TRECHO DO DOCUMENTO:

Reduzir a carga horária da base comum curricular significa negar o que é o comum na educação básica, cerceando os jovens das classes populares ao acesso ao conhecimento sistematizado produzido historicamente pela humanidade, já que, para muitos deles, a escola se constitui no principal espaço de acesso a esse conhecimento. (BARBOSA, 2019, p.97) 

Os apontamentos dos autores citados são exemplos das considerações feitas pela comunidade educacional de que somente ampliar o tempo de permanência do estudante na escola não é suficiente para uma melhoria significativa do ensino médio ofertado no Brasil e de que não é possível garantir uma formação integral, reduzindo as experiências e conhecimentos nos campos científicos, artísticos, filosóficos, entre outros.

2.1.2 Currículo 

Além da ampliação do tempo, outro indicativo da reforma do ensino médio está diretamente ligado ao currículo escolar. O acréscimo de um artigo na LDB foi utilizado para indicar que os currículos do ensino médio terão os direitos e objetivos de aprendizagem definidos pela Base Nacional Comum Curricular nas quatro áreas do conhecimento: 

I – linguagens e suas tecnologias; 

II – matemática e suas tecnologias; 

III – ciências da natureza e suas tecnologias; 

IV – ciências humanas e sociais aplicadas. 

O currículo do Novo Ensino Médio deve obrigatoriamente prever estudos e práticas de educação física, arte, sociologia e filosofia, sem obrigatoriedade de oferta em todos os anos. Somente os componentes Língua Portuguesa e Matemática são obrigatórios nos três anos do Ensino Médio. A língua estrangeira obrigatória é a Língua Inglesa, podendo a instituição ofertar outras de caráter optativo. 

A maior promessa de mudança no currículo do ensino médio, vem com a composição do mesmo pela Base Nacional Comum Curricular e por itinerários formativos, que são definidos pela lei como “oferta de diferentes arranjos curriculares, conforme a relevância para o contexto local e a possibilidade dos sistemas de ensino” (BRASIL, 2017). Assim, os itinerários formativos são: 

I – linguagens e suas tecnologias; 

II – matemática e suas tecnologias; 

III – ciências da natureza e suas tecnologias; 

IV – ciências humanas e sociais aplicadas; 

V – formação técnica e profissional.

DADOS BRUTOS:
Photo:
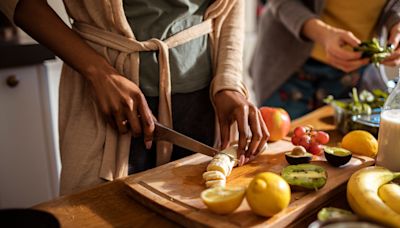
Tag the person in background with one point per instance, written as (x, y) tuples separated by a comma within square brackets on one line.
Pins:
[(304, 50), (127, 62)]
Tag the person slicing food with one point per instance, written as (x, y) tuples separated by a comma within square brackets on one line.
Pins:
[(177, 60)]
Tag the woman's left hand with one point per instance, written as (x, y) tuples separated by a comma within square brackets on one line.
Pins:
[(394, 39), (232, 106)]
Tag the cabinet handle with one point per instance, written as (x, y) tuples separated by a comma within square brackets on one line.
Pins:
[(12, 81)]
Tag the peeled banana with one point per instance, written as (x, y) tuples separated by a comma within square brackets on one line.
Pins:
[(220, 167), (390, 194), (363, 198)]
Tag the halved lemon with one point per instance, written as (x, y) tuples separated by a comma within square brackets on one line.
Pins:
[(223, 200)]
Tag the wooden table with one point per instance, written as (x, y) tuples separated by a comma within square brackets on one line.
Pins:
[(109, 205)]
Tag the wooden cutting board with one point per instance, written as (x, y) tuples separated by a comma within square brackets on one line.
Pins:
[(174, 189)]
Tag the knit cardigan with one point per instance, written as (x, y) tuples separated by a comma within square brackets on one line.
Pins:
[(91, 150)]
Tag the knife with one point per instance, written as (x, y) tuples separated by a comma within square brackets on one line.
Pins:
[(163, 133)]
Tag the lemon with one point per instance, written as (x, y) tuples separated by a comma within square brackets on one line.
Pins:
[(360, 142), (223, 200), (268, 194)]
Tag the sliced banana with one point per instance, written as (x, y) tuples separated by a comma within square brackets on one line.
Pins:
[(213, 175), (215, 183), (217, 165)]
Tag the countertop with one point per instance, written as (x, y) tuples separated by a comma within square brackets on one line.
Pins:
[(22, 52), (110, 205)]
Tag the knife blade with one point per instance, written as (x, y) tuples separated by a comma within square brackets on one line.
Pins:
[(163, 133)]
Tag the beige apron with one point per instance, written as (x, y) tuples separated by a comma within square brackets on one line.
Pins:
[(98, 152)]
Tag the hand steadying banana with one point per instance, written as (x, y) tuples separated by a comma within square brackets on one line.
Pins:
[(363, 198)]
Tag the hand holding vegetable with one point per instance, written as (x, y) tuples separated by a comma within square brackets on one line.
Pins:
[(333, 40), (373, 50), (394, 58)]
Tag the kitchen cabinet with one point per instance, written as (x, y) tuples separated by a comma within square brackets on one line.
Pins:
[(28, 162)]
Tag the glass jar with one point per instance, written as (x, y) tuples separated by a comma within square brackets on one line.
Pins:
[(389, 132)]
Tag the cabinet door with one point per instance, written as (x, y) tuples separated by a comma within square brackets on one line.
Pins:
[(27, 172)]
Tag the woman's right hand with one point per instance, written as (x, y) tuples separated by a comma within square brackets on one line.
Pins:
[(122, 103), (119, 99), (333, 40)]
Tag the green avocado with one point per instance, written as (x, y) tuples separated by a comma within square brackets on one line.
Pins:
[(305, 177)]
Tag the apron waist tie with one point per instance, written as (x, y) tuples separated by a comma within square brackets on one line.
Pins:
[(128, 49)]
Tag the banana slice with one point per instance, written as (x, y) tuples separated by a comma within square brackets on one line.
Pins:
[(215, 183), (213, 175), (217, 165)]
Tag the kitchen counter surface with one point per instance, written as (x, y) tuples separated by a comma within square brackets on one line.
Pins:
[(110, 204), (22, 53)]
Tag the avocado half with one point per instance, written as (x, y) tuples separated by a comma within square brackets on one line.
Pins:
[(329, 213), (295, 159), (305, 177), (337, 156)]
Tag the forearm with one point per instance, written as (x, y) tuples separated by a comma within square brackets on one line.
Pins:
[(43, 24), (229, 66)]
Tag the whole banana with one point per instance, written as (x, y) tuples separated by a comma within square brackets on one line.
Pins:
[(363, 198), (390, 194)]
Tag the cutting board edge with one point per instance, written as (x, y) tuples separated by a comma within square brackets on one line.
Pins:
[(135, 190)]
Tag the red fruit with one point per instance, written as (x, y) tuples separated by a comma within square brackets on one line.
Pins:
[(305, 141), (295, 140), (315, 148), (322, 137), (277, 121), (300, 131)]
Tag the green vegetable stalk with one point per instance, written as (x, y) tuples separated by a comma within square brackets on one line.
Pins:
[(372, 50)]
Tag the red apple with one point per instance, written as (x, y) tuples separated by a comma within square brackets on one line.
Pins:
[(277, 121)]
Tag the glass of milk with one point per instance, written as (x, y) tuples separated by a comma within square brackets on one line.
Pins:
[(389, 132)]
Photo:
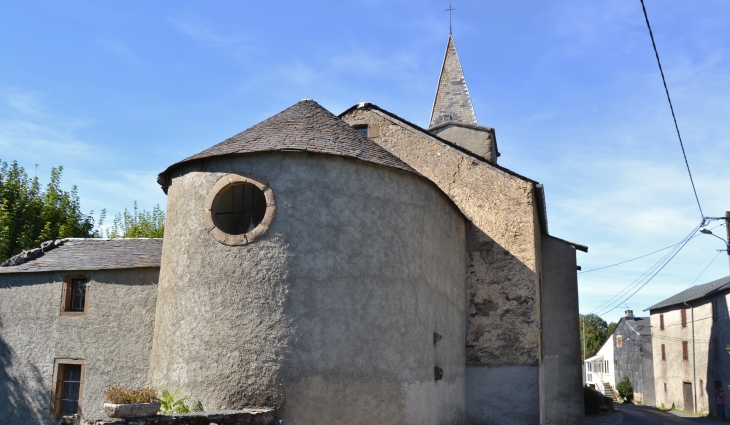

INSTRUÇÃO A: Reproduza a parte do trecho sobre a reforma do ensino médio que começa nas palavras "O currículo do Novo" e termina após "de caráter optativo.".
INSTRUÇÃO B: De acordo com o trecho sobre a reforma do ensino médio, por que reduzir a carga horária da base comum curricular cercearia o acesso dos jovens das classes populares ao conhecimento sistematizado? Responda em uma a três frases.
INSTRUÇÃO C:
Com base no trecho sobre a reforma do ensino médio, responda:
(i) Segundo a comunidade educacional, o que não basta para uma melhoria significativa do ensino médio ofertado no Brasil?
(ii) Quais componentes são obrigatórios nos três anos do Ensino Médio?
(iii) Qual itinerário formativo consta da lista de itinerários, mas não das quatro áreas do conhecimento da Base Nacional Comum Curricular?

RESULTADO A:
O currículo do Novo Ensino Médio deve obrigatoriamente prever estudos e práticas de educação física, arte, sociologia e filosofia, sem obrigatoriedade de oferta em todos os anos. Somente os componentes Língua Portuguesa e Matemática são obrigatórios nos três anos do Ensino Médio. A língua estrangeira obrigatória é a Língua Inglesa, podendo a instituição ofertar outras de caráter optativo.

RESULTADO B: Porque, para muitos desses jovens, a escola é o principal espaço de acesso ao conhecimento sistematizado produzido historicamente pela humanidade. Por isso, reduzir essa carga horária significa negar o que é o comum na educação básica.

RESULTADO C:
(i) Somente ampliar o tempo de permanência do estudante na escola.
(ii) Língua Portuguesa e Matemática.
(iii) Formação técnica e profissional.